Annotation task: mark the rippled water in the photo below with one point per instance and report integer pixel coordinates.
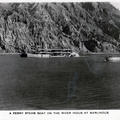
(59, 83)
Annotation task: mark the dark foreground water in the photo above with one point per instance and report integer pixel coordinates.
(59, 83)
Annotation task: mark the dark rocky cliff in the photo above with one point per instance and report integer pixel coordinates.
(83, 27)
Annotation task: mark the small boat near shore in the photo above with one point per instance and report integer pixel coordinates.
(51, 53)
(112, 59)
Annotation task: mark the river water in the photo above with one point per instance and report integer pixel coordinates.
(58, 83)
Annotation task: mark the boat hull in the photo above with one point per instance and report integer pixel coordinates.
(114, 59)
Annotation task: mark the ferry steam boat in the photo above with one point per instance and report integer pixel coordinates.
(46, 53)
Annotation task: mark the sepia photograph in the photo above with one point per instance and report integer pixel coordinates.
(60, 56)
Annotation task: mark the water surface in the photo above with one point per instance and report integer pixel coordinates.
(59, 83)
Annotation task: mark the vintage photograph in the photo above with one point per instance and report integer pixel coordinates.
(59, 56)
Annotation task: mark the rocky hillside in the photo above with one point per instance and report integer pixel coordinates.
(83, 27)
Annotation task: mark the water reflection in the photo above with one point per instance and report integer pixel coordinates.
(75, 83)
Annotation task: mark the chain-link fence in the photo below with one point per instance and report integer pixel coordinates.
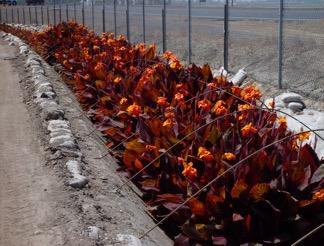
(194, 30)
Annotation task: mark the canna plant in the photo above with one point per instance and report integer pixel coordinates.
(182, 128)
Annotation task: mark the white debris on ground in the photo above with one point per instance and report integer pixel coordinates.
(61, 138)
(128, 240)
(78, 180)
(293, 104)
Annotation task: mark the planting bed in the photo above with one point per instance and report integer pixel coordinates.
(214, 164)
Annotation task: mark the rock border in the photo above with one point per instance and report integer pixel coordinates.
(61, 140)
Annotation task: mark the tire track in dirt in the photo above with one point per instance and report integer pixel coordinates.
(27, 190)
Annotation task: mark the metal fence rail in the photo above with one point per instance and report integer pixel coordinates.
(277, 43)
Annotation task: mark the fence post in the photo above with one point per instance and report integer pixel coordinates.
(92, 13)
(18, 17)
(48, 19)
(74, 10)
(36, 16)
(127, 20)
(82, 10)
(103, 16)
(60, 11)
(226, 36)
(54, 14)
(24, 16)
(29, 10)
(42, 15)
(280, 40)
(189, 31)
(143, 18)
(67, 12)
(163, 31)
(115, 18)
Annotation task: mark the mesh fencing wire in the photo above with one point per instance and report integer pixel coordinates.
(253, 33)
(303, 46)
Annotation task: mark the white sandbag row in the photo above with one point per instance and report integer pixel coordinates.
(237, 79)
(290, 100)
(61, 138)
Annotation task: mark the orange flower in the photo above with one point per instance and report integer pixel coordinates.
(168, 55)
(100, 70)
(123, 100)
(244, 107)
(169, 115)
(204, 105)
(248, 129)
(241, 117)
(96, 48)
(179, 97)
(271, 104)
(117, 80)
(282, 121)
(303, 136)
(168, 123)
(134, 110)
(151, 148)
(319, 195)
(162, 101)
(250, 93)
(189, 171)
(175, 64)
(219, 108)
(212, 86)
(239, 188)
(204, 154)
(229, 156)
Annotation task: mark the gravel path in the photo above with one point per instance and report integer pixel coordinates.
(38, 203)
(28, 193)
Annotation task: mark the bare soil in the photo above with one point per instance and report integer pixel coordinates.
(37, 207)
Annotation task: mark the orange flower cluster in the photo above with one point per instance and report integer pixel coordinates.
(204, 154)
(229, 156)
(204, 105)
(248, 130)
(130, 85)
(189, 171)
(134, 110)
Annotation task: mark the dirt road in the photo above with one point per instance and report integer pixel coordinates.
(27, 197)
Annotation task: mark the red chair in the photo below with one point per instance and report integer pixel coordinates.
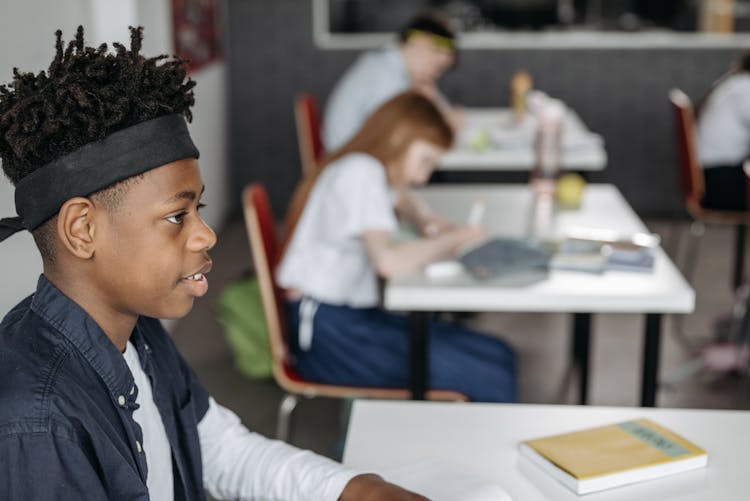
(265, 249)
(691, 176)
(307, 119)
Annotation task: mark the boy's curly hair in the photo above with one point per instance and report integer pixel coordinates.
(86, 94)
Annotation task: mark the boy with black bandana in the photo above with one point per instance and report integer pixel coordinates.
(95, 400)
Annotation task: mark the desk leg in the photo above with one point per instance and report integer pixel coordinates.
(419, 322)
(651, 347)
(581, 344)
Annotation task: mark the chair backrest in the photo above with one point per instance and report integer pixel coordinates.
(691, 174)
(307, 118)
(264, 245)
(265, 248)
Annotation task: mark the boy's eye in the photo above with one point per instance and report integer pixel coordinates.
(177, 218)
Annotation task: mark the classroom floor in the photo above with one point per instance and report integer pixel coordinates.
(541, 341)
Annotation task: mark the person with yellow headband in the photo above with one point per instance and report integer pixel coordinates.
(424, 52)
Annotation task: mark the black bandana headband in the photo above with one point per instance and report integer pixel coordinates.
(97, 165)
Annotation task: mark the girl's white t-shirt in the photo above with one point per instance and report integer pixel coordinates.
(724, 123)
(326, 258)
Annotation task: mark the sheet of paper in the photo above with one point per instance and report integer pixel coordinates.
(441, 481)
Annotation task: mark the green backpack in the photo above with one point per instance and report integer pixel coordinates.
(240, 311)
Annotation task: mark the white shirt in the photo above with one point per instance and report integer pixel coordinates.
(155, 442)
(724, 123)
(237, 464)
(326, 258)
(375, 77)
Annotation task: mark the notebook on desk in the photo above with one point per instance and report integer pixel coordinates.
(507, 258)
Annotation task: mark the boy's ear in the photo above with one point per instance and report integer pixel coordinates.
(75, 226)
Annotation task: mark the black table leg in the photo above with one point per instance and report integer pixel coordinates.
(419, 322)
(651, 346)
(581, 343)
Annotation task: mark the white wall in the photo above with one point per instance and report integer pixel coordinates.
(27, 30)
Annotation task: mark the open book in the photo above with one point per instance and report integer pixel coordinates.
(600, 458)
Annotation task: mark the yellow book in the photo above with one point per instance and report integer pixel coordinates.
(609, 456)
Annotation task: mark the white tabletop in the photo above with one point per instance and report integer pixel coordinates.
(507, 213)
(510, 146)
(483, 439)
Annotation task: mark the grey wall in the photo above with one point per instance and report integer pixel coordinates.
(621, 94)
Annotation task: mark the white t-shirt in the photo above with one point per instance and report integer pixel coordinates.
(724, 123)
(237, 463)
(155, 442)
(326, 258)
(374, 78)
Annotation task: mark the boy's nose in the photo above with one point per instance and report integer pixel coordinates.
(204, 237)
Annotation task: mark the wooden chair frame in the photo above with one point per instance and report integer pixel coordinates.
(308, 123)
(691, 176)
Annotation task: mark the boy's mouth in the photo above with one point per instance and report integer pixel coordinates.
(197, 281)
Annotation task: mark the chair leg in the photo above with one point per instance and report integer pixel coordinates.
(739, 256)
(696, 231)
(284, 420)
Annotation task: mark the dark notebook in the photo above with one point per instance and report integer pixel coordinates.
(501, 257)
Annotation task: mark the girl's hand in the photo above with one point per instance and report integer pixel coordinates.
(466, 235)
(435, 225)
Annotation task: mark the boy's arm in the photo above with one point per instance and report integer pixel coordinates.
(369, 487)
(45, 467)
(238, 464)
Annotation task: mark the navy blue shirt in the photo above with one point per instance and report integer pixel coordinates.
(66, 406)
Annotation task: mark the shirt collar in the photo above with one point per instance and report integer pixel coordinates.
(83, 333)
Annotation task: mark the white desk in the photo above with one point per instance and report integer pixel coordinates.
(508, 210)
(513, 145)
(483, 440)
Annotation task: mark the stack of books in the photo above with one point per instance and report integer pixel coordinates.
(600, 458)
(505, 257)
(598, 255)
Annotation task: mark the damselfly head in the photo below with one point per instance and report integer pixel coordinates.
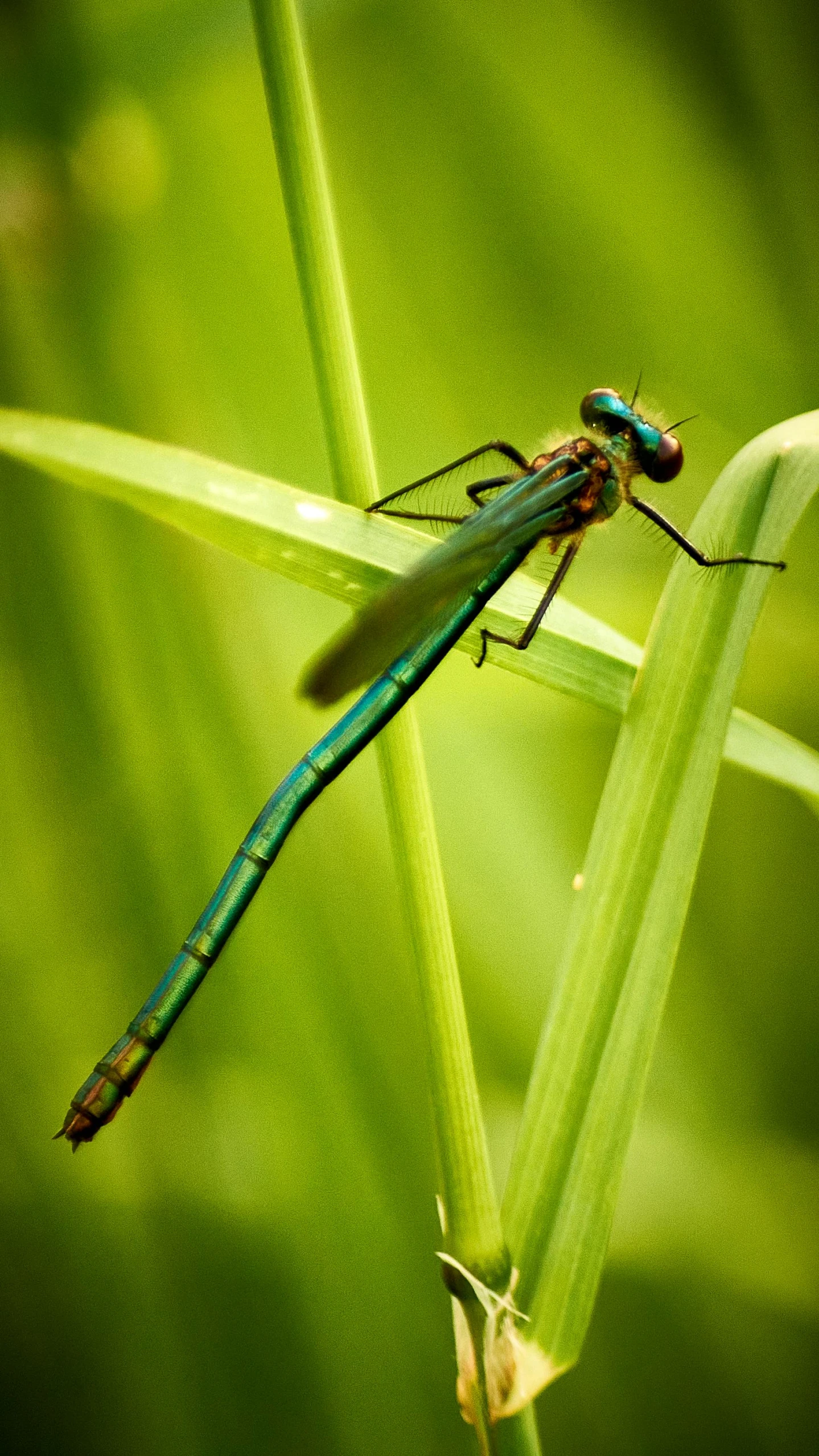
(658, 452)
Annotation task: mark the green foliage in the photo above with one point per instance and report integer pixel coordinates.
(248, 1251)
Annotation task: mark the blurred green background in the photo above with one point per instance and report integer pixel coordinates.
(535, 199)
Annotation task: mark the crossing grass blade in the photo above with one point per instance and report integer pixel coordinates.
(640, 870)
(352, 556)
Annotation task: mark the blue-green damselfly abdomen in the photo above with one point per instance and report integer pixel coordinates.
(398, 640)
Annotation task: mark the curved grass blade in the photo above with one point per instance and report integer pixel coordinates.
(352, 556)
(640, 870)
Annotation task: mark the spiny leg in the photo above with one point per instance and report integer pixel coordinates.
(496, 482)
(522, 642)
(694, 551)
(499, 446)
━━━━━━━━━━━━━━━━━━━━
* Goal: Repeat only the lines from the one with "Annotation task: mark the girl's hand" through the end of the data, both included and exactly as written. Pictures stay out of the copy.

* Written answer:
Annotation task: mark the girl's hand in the photo above with one point per instance and report integer pixel coordinates.
(466, 235)
(435, 225)
Annotation task: mark the boy's arm in the photo above with one point per instance and report integer pixel coordinates.
(369, 487)
(45, 467)
(238, 464)
Annotation task: mark the navy blue shirt in the photo above with one point per instance and report integer pixel coordinates.
(66, 406)
Annotation task: mark the shirt collar in the photo above with one point per instance and report integer pixel coordinates.
(83, 333)
Annotation task: mark the white desk in the photo above with one point per instance and report integer pixel coordinates.
(508, 210)
(513, 145)
(483, 440)
Annotation task: mark the stack of books in the photo above with one point per instance and report integer pixel coordinates.
(600, 458)
(505, 257)
(598, 255)
Annotation task: mark the damselfly head in the photo below with one point per instance and report integer pixel coordinates.
(658, 452)
Annotation task: mark the green foliage in the photo above with one point per instance and report integer pixel coordinates.
(248, 1251)
Annotation task: mark the blurred green background in the photo above with one point per instance and report integer pixel coordinates.
(535, 199)
Annotation task: mark the crossing grass blade in the photo above with one point per instance and report integer pixel coordinates.
(640, 870)
(352, 556)
Annotation task: mark the blue-green damselfly abdomen in the photo above with one point per instance and report integer pixel coordinates.
(398, 640)
Annotation task: mark the curved grass blade in the photo above with one point per instance and report integer pixel coordinates.
(352, 556)
(640, 870)
Annotation task: mark the spiny leg in the photo above with one point per instance and report integer pixel coordinates.
(496, 482)
(522, 642)
(694, 551)
(499, 446)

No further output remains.